Which lines hold the word "hand"? Copy each of them from the material.

======== Task input

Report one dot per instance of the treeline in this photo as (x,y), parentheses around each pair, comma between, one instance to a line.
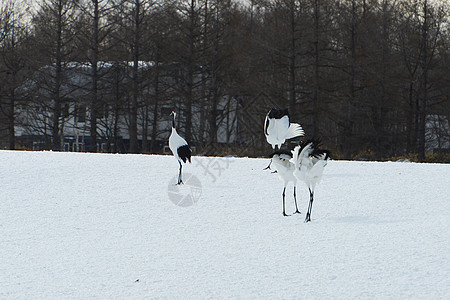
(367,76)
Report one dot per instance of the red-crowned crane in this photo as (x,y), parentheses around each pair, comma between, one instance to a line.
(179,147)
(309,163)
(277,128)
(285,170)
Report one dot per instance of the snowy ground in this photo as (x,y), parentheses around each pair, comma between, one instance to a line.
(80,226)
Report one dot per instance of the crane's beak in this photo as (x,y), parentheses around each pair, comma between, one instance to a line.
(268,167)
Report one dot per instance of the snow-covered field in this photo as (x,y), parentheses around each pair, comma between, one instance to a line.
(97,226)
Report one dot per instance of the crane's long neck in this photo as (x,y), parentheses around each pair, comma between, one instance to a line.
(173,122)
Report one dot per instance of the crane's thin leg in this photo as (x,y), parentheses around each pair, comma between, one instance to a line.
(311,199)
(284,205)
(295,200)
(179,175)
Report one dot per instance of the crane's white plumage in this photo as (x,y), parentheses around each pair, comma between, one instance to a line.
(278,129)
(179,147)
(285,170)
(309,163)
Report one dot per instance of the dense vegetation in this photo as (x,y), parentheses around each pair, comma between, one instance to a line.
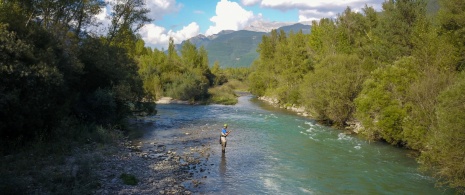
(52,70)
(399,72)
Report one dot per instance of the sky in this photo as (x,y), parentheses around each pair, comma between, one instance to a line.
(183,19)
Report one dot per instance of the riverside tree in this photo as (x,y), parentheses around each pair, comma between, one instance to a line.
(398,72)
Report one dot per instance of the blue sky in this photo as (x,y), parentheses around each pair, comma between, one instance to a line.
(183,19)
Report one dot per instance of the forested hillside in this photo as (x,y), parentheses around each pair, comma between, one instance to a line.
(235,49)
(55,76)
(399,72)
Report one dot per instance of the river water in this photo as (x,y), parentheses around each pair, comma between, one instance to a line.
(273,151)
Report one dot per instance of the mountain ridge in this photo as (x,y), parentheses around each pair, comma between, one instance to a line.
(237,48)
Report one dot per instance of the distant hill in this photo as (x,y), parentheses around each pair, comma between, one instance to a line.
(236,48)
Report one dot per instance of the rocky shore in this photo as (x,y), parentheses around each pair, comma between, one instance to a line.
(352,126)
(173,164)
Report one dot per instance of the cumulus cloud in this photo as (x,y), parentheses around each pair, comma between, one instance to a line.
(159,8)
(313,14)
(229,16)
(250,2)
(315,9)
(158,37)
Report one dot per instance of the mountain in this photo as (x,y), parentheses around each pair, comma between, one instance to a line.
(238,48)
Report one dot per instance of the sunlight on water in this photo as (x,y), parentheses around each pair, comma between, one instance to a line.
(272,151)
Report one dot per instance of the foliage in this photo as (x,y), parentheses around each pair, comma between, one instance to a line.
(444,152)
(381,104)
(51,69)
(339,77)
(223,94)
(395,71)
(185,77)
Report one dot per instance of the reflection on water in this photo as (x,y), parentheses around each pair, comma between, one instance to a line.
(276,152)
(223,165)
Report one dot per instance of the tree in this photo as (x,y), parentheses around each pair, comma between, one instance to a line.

================
======== Task input

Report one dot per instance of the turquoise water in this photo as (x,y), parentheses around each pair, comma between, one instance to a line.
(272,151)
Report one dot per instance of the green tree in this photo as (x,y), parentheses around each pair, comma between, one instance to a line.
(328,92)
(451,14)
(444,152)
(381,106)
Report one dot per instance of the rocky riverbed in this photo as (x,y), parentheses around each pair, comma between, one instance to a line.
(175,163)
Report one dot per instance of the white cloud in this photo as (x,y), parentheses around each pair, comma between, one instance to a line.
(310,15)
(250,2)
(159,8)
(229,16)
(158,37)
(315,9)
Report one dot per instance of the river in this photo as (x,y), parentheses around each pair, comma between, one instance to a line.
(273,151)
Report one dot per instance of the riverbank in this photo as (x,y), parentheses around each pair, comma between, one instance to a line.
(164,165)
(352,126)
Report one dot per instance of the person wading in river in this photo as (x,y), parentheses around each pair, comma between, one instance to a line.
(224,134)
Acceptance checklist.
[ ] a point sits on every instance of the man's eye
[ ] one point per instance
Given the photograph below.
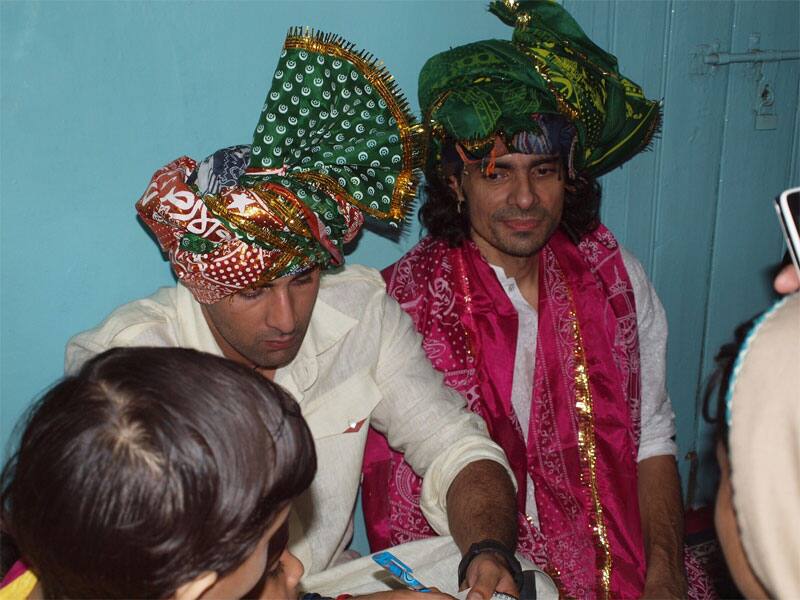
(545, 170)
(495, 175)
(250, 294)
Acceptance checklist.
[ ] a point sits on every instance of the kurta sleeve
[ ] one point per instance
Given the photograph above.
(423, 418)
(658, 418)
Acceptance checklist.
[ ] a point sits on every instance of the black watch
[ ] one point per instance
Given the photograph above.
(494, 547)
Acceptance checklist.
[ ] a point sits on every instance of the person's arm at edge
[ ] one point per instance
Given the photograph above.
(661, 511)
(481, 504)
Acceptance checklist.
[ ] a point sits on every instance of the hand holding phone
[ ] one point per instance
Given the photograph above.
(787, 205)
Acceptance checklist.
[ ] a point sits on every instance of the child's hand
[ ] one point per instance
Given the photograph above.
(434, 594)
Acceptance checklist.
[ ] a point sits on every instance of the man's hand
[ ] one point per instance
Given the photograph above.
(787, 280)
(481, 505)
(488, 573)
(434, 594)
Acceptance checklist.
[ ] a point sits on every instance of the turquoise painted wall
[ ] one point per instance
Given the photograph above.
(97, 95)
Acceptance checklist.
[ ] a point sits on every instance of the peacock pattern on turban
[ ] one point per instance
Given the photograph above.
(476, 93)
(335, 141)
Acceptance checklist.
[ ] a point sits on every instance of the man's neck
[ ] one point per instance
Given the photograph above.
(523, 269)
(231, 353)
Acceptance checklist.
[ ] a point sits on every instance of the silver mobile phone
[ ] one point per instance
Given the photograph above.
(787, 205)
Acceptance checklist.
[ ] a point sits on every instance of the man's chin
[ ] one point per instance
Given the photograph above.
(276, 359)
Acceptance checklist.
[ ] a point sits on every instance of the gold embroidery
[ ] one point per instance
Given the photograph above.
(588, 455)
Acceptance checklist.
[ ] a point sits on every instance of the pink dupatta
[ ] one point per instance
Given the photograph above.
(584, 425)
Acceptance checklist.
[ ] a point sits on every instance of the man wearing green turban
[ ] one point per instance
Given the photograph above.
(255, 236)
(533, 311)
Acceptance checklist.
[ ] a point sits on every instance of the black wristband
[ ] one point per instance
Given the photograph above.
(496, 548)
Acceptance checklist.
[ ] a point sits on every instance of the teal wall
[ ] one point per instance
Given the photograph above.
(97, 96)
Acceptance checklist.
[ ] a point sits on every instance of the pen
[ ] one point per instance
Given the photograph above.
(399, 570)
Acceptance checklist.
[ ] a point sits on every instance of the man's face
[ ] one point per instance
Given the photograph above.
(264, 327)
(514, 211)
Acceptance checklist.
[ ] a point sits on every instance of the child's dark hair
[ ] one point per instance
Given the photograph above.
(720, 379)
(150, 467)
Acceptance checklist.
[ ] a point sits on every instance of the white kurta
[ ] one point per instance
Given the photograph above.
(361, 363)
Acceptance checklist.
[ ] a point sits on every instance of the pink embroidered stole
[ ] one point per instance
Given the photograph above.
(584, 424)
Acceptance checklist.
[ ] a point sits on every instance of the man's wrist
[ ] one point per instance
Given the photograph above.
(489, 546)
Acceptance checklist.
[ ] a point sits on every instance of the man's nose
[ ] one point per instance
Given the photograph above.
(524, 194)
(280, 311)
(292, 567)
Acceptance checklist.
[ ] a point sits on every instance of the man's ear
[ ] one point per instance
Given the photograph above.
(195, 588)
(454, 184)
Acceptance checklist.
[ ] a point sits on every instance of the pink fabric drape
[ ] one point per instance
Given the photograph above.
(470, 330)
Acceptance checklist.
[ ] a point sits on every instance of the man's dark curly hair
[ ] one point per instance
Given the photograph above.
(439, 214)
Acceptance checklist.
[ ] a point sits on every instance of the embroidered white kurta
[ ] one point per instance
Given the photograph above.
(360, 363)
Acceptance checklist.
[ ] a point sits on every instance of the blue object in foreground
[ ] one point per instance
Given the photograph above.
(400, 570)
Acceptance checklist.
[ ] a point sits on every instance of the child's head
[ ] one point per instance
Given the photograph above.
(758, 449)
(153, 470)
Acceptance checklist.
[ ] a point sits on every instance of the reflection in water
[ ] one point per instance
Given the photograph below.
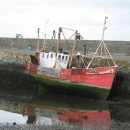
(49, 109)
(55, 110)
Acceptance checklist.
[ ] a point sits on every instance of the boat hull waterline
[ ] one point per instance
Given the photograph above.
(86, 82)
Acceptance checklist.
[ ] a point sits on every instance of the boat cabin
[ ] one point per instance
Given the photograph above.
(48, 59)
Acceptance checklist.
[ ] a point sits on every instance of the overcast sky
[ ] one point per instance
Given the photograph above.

================

Solution to the problem:
[ ] a point sits on every instance of the hand holding phone
[ ] a point sits on every instance of the child's hand
[ ] a point sits on every instance of the man's hand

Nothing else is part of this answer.